— BEGIN GIVEN RECORDS —
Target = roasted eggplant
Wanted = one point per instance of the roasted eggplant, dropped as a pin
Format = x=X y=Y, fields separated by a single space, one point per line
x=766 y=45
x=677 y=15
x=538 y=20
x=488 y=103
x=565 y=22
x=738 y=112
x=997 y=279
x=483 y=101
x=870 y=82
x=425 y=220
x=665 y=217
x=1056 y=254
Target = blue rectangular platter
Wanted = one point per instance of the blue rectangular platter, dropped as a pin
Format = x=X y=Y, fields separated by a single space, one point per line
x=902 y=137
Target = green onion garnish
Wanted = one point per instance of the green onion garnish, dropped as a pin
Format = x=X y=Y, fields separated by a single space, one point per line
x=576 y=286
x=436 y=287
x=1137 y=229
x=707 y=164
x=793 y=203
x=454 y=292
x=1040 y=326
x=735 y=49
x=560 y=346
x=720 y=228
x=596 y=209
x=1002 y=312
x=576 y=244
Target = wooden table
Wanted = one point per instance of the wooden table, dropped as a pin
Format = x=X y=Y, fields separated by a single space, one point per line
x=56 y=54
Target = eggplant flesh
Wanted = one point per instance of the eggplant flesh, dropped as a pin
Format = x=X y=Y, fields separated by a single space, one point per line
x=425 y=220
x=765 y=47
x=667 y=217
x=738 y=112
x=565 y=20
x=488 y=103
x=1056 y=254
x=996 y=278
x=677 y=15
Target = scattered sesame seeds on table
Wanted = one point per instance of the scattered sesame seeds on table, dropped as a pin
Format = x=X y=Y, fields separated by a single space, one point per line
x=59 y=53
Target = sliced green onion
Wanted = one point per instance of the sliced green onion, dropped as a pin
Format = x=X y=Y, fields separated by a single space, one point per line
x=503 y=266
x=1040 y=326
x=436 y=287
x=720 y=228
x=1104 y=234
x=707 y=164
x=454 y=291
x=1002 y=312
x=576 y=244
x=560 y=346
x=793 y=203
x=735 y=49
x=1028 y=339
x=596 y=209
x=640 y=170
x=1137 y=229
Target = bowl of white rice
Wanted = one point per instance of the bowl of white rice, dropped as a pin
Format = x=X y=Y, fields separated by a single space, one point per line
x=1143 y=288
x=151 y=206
— END GIVEN RECORDS —
EXERCISE BRIEF: Rewrite the records starting at the line containing "Target = bowl of white rice" and ending at the last line, replacing "bowl" with "dish" and leaving everything else unchanged. Give only those lines.

COMPLETE ANSWER:
Target = dish of white rice
Wanted = one point per instance of the dish of white rice, dropped as a pin
Format = x=X y=Y, fields separated by a single space, one point per line
x=1143 y=288
x=151 y=206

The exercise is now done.